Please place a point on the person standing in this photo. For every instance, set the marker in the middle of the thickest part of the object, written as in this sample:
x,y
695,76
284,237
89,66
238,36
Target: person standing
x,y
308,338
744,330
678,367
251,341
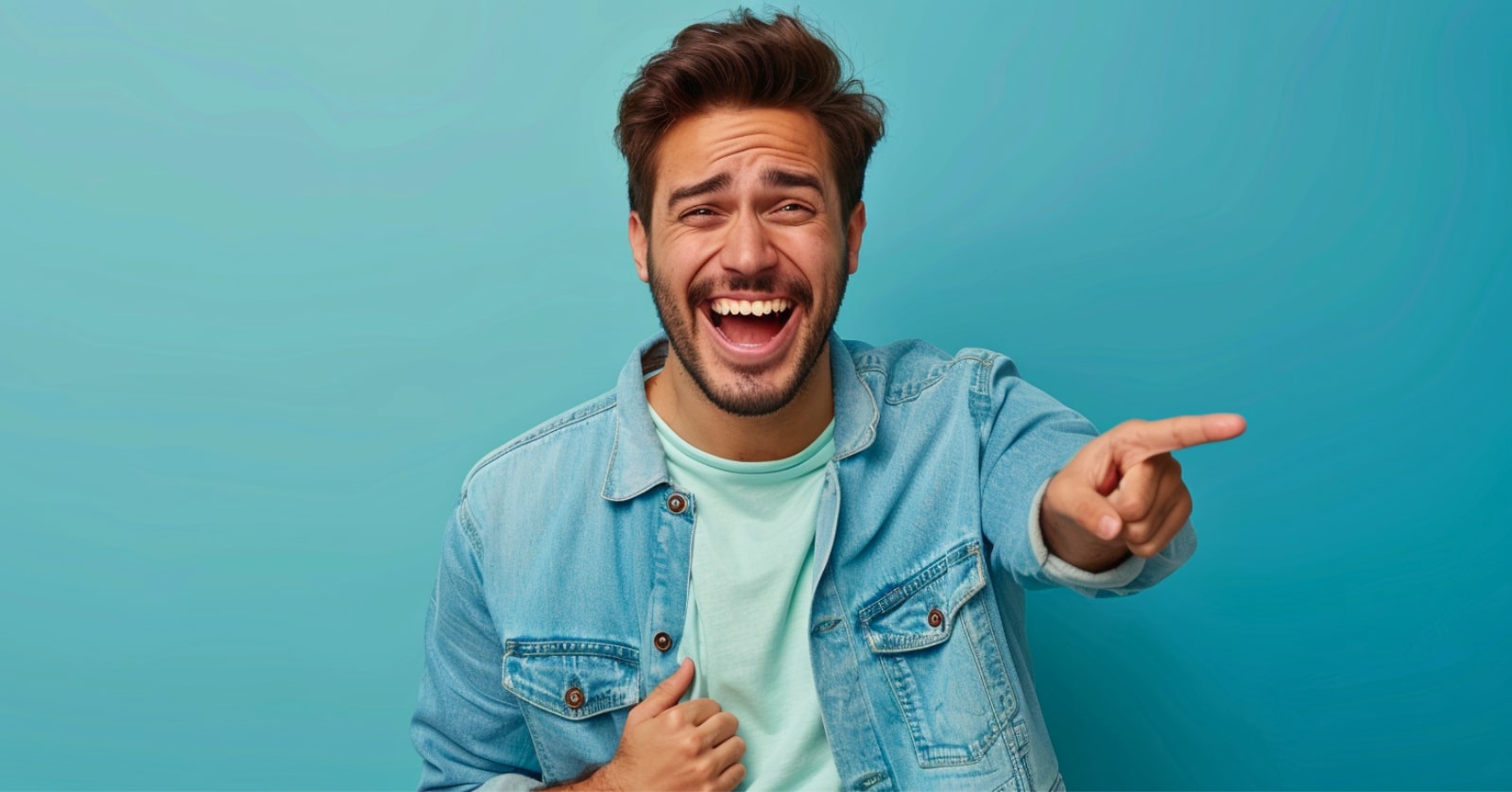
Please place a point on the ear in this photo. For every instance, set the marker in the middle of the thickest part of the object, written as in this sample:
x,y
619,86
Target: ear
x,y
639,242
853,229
──────────────────────────────
WORK ITEM: Check each line of the listing above. Copy it if it holds the string "sample".

PROBLEM SOLUTION:
Please place a point on the person standing in this photo. For every instance, set the marker in the middle of the thickest part of the object, written as in this sample:
Please place a point on the ear in this photo. For every instance, set the marker in the middle of the thickest part of the object, written as in this sample:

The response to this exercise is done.